### Excerpted text
----------------

The CJEU has emphasized that appropriate oversight is critical to ensuring that EU data receives appropriate privacy and other fundamental rights protections.  Thus, as part of its adequacy determination for the Privacy Shield, the European Commission relied on assurances that the US intelligence community was subject to various oversight mechanisms, including the PCLOB. The adequacy determination notes that the PCLOB ensures appropriate oversight over US surveillance practices by examining relevant records, issuing recommendations, hearing testimony, and preparing reports (including an examination of PPD-28).[17]  Similarly, supporting documentation provided by the Director of National Intelligence asserted that the PCLOB is an independent oversight body that that is part of “robust and multi-layered oversight”.[18]

Even with a fully-functioning PCLOB, we had serious concerns that there was not effective oversight of US surveillance activities, and we strongly disagreed with many of the US government’s assertions in this arena. However, notwithstanding these concerns, it is clear that the European Commission relied on the representations regarding the oversight role of the PCLOB as part of its adequacy determination. Unfortunately, however, the PCLOB is no longer a fully functional body. Currently four of the five board positions on the PCLOB are vacant.[19] Without a quorum, the PCLOB cannot issue reports and recommendations, including its planned report on activities conducted under executive order 12333 and the implementation of PPD-28.[20] In addition, the Board is further limited in its ability to make staffing decisions necessary to fulfill its responsibilities.[21] Moreover, the vacancies also impact the extent to which the Board’s membership represents diverse political viewpoints. Under statute, no more than three of the Board members may come from the same political party, ensuring that a full Board contains representation from both political parties. The current membership, however, represents only one political party. 

The process of filling the vacancies on the Board is not an easy one. It requires nomination by the President and confirmation by the Senate—a process that can be lengthy, arduous, and easily derailed. Indeed, the PCLOB remained largely dormant from 2007 to 2012 due in part to these hurdles. For the PCLOB to operate effectively, it is critical that the President appoint and the Senate confirm individuals with a demonstrated commitment to and background in privacy, civil liberties, and transparency. 

Given these recent changes to US policies and oversight structures, we believe that the assurances that the European Commission relied on as part of the Privacy Shield and US-EU umbrella agreement are no longer valid. Thus, we urge you to examine whether these agreements are consistent with the protections enshrined in the EU Charter of Fundamental Rights.

----------------

### Short task
Translate this sentence from the passage on PCLOB oversight into Spanish: "Currently four of the five board positions on the PCLOB are vacant."

Shape labeling listing
----------------

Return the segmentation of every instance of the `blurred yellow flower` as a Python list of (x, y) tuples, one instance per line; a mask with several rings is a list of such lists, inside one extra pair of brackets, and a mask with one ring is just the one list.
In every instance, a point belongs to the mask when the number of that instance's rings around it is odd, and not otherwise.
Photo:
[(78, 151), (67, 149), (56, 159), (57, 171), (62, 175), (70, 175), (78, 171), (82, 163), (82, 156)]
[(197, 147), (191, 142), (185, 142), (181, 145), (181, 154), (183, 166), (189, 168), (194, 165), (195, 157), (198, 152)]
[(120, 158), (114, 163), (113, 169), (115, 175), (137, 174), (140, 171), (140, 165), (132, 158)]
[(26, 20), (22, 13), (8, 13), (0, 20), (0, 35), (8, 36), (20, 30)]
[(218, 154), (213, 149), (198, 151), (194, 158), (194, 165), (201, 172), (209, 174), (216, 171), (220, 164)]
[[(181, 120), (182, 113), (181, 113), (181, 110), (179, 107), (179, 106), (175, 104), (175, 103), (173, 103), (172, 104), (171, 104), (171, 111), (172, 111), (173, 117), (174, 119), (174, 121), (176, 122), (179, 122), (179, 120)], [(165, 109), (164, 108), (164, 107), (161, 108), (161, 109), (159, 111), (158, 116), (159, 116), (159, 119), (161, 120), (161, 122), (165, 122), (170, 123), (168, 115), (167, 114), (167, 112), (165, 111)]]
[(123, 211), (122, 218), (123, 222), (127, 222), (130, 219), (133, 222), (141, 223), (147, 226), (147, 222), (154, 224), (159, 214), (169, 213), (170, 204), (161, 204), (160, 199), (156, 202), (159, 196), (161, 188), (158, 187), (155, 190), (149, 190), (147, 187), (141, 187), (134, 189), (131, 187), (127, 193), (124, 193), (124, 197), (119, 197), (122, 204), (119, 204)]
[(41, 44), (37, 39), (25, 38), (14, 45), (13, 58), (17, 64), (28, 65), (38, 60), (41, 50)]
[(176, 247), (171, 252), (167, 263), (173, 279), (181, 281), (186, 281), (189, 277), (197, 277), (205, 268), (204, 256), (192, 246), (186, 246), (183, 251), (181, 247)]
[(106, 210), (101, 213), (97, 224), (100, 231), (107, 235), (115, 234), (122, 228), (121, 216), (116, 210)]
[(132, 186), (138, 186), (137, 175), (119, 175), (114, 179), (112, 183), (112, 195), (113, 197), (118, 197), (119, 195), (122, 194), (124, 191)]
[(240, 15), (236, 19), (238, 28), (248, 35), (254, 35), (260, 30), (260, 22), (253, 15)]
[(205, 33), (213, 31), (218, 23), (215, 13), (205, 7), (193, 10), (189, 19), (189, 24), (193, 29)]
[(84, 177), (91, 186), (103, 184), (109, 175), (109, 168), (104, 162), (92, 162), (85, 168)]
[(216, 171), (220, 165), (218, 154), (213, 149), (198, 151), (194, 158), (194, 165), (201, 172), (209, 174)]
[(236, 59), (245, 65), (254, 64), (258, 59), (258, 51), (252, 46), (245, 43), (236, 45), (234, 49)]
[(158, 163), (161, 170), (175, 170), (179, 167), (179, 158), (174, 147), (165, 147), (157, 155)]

----------------

### Solution to this problem
Actualmente, cuatro de los cinco puestos de la junta de la PCLOB están vacantes.